[Start of Available data]

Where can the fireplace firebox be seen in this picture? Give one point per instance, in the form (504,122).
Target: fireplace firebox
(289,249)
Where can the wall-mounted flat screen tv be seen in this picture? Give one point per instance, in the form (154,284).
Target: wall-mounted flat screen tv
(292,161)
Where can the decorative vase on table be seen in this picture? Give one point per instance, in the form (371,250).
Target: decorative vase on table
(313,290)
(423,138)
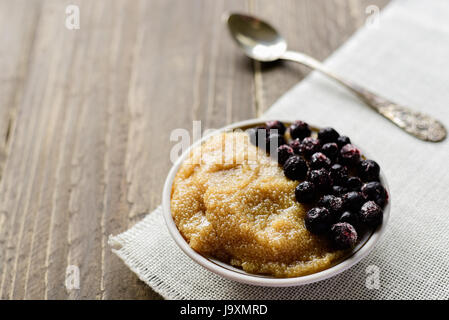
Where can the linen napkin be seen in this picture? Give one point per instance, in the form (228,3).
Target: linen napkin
(406,58)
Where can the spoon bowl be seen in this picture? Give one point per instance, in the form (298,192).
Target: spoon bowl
(261,42)
(258,39)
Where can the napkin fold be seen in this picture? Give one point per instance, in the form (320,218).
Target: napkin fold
(406,58)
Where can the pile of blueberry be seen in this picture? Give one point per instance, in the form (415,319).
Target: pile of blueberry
(343,189)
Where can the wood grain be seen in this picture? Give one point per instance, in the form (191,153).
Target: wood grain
(86,116)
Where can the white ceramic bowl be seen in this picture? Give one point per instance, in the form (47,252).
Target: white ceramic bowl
(227,271)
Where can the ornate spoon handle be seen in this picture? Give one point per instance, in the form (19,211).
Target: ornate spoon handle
(420,125)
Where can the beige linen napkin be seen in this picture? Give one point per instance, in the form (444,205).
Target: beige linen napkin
(406,59)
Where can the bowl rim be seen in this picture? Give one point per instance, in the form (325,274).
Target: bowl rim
(254,279)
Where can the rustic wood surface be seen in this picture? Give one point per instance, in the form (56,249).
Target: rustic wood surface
(85,119)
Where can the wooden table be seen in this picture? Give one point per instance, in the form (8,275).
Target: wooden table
(86,116)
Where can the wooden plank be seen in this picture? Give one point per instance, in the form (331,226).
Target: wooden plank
(90,148)
(315,27)
(86,117)
(18,30)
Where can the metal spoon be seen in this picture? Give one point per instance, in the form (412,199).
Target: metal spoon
(262,42)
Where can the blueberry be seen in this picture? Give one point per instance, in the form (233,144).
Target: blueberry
(376,192)
(276,125)
(343,235)
(328,135)
(350,218)
(319,160)
(352,201)
(310,146)
(305,192)
(299,130)
(318,220)
(350,155)
(330,150)
(284,152)
(339,174)
(295,168)
(339,190)
(354,184)
(332,203)
(274,140)
(321,179)
(342,141)
(296,146)
(368,170)
(371,214)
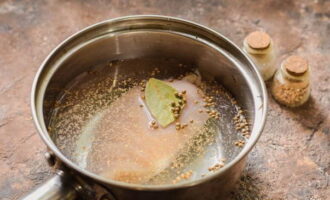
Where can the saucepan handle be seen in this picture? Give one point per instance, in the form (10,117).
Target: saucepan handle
(59,187)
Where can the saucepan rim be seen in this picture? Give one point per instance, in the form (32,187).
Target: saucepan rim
(256,132)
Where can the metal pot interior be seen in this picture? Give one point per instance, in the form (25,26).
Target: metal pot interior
(137,49)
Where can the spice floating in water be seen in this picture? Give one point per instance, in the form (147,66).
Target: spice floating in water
(164,102)
(124,144)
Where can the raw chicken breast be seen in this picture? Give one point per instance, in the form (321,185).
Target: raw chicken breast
(127,149)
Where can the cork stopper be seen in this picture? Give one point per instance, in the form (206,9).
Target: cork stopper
(295,65)
(258,40)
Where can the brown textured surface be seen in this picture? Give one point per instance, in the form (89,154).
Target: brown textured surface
(292,159)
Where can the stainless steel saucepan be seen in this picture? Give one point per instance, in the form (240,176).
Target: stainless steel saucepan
(146,36)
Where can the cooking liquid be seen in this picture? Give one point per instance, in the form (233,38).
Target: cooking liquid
(101,123)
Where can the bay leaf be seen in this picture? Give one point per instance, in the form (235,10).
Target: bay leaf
(159,97)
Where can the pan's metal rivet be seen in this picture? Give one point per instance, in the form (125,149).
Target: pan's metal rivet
(50,158)
(107,197)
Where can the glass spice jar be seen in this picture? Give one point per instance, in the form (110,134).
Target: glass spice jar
(259,46)
(291,85)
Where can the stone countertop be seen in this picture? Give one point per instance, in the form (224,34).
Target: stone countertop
(290,162)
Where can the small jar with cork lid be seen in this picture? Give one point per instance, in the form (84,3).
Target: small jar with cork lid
(291,85)
(259,46)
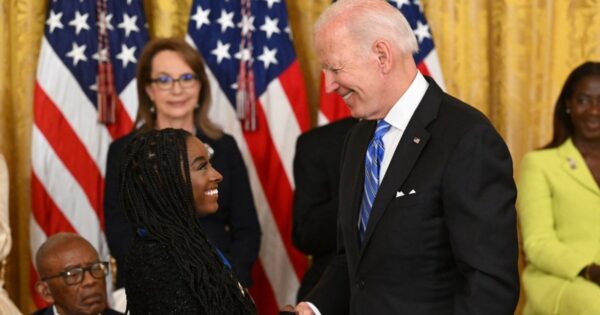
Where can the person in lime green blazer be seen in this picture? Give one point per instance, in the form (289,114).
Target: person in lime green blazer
(559,205)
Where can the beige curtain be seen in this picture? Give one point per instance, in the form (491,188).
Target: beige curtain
(509,58)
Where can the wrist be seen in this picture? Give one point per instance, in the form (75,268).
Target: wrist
(586,274)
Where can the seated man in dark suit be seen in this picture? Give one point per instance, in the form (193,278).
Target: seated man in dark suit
(72,277)
(317,176)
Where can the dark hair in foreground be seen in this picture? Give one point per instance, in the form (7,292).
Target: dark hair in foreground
(563,126)
(157,196)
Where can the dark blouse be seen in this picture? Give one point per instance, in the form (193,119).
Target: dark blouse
(155,286)
(234,228)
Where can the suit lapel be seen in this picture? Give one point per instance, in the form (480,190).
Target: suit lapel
(412,143)
(574,165)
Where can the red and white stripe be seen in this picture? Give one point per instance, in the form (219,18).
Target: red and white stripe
(68,154)
(268,152)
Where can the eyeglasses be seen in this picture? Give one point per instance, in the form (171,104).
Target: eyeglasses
(73,276)
(165,82)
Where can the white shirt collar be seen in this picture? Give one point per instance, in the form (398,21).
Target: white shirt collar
(405,107)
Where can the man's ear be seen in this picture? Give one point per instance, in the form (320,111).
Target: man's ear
(44,290)
(383,51)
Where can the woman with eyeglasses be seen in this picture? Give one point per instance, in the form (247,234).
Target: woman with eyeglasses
(168,184)
(559,204)
(174,92)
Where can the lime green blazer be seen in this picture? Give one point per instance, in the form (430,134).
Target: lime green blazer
(559,214)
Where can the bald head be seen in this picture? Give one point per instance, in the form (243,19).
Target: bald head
(367,21)
(72,277)
(56,245)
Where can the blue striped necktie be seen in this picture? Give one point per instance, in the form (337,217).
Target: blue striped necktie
(373,160)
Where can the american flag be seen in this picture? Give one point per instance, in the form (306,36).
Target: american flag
(69,145)
(332,106)
(217,29)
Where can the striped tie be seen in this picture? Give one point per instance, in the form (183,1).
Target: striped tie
(372,166)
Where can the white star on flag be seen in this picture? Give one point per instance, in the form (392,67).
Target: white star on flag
(422,31)
(127,55)
(222,51)
(79,22)
(128,24)
(246,24)
(77,53)
(54,21)
(107,19)
(418,4)
(270,26)
(201,17)
(271,2)
(268,56)
(226,20)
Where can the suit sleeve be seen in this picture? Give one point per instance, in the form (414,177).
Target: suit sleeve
(479,195)
(542,246)
(117,227)
(245,229)
(315,208)
(331,295)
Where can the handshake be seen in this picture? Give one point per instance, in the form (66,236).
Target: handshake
(301,309)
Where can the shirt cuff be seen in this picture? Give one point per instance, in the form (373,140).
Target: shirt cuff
(313,308)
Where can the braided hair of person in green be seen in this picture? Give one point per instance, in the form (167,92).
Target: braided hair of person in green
(172,266)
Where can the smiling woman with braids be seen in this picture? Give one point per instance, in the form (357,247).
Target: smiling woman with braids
(168,183)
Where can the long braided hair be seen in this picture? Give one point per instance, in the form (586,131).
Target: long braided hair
(158,197)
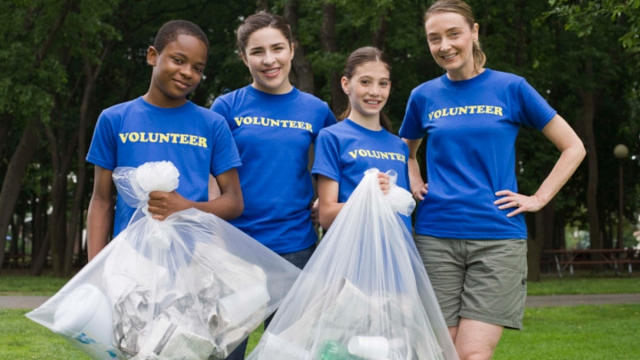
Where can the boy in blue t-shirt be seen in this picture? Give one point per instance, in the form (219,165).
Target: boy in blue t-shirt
(164,125)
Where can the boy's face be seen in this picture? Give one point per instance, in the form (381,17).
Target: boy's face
(177,70)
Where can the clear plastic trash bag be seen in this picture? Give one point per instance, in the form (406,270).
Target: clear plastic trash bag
(189,287)
(364,293)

[End of Available data]

* Task description: Can you write out again every line from the one with "Where can the boy's" through the end of the rows, requests included, moving each answer point by adding 52 to both of its coordinates?

* Response to this task:
Where can the boy's face be seen in this picture? Give one point per instance, in the form (381,17).
Target: boy's face
(229,122)
Where can the clear plastic trash bag be seen in this picture? Give one point per instance, in the form (406,270).
Target: clear plastic trash bag
(241,339)
(416,345)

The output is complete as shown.